YOUR TASK - Every entry must appear in the answer exactly as it does here.

━━━ RECORDS SUPPLIED ━━━

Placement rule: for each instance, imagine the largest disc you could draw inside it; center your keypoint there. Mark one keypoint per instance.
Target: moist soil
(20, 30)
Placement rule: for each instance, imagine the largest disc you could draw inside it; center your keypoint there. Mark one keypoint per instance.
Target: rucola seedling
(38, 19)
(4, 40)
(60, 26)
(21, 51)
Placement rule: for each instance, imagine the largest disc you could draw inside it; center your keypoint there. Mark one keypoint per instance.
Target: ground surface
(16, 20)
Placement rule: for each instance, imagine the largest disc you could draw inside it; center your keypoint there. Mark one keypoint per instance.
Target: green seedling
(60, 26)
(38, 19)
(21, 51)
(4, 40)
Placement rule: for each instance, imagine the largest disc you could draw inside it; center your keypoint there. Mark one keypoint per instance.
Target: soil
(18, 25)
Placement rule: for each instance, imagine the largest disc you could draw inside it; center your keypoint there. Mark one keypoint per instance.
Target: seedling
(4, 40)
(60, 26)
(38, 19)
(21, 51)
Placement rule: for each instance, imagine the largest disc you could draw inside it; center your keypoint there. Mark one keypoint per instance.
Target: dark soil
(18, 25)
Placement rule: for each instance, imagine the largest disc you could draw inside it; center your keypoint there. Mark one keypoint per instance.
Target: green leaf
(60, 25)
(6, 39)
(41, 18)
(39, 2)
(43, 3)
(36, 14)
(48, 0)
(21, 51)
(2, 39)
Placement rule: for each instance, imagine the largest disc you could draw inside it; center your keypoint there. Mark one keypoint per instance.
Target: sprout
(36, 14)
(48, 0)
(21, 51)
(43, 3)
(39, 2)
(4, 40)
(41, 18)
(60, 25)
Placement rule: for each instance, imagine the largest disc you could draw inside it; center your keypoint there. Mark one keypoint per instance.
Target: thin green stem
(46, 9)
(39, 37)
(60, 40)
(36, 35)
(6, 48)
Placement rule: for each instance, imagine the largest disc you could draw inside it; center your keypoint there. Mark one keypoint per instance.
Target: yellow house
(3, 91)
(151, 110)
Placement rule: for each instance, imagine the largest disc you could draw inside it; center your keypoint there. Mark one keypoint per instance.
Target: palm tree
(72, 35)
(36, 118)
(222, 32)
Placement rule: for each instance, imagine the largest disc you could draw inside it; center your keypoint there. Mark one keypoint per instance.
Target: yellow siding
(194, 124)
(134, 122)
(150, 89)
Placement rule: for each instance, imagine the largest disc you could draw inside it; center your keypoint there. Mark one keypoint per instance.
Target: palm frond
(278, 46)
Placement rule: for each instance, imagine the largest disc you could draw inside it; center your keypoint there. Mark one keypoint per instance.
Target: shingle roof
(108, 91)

━━━

SOLUTION TO THIS EXERCISE -
Placement rule: for each instance, imagine the largest disc you could draw inside it; center your keypoint there. Mark one keypoint per instance.
Target: moist soil
(20, 30)
Placement rule: for each instance, imagine the largest disc you could draw inside it; center your keypoint there. Mark one keypoint per instance.
Target: rucola seedling
(38, 19)
(4, 40)
(60, 26)
(21, 51)
Placement rule: for each instance, imagine the largest disc you could draw inside it; center your keypoint there. Mark one keypoint per instance.
Target: ground surface
(16, 20)
Placement rule: for each instance, imagine the largest disc you could draw inside it; center your keypoint there. Mark one keypoint per instance.
Target: green seedling
(60, 26)
(38, 19)
(21, 51)
(4, 40)
Placement rule: for each instance, imagine the largest disc you could draw inside it; center your keypoint there. Mark one keypoint per instance.
Target: soil
(18, 25)
Placement rule: for each instance, imagine the largest disc you could draw inside it; center your keypoint there. Mark one keypoint per instance.
Target: seedling
(4, 40)
(60, 26)
(38, 19)
(21, 51)
Placement rule: for each instance, imagine the largest disc you could draw inside it; center your keypoint there. Mark one keypoint per instance.
Target: dark soil
(18, 25)
Placement rule: for each instance, imagine the largest disc you could draw inside it; center your keypoint there. Mark one keypoint per instance.
Target: green leaf
(60, 25)
(6, 39)
(41, 18)
(39, 2)
(43, 3)
(36, 14)
(48, 0)
(21, 51)
(2, 39)
Placement rule: for each instance, imagine the largest disc you could draw inside it; center your keypoint there. Mark one keypoint per instance.
Target: sprout
(36, 14)
(48, 0)
(21, 51)
(43, 3)
(39, 2)
(4, 40)
(41, 18)
(60, 25)
Placement rule: for each instance, imagine the largest disc you could draw inside it; center your keypoint there. Mark one keypoint per instance.
Target: thin green stem
(46, 9)
(39, 37)
(60, 40)
(36, 35)
(6, 48)
Placement rule: for each instance, imagine the largest disc you could draw inside it; center your keypoint there. Mark one keypoint per instance.
Target: yellow house
(3, 91)
(151, 110)
Placement rule: for each instance, imagine the largest disc you could draw inside it; center your keypoint there. Mark one keypoint per instance.
Target: palm tree
(72, 35)
(36, 118)
(222, 32)
Placement rule: for each instance, imagine the largest disc you could draw inside it; center your keypoint there. Mark one keypoint per instance.
Target: yellow siding
(194, 124)
(134, 122)
(150, 89)
Placement rule: for each instance, imagine the largest disc you could draw inside it; center your keypoint there. Mark one keypoint per instance.
Target: palm frond
(278, 46)
Placement rule: for each instance, imagine the largest disc you could draw inside it; center your keypoint there. Mark one keypoint per instance.
Target: shingle roof
(108, 91)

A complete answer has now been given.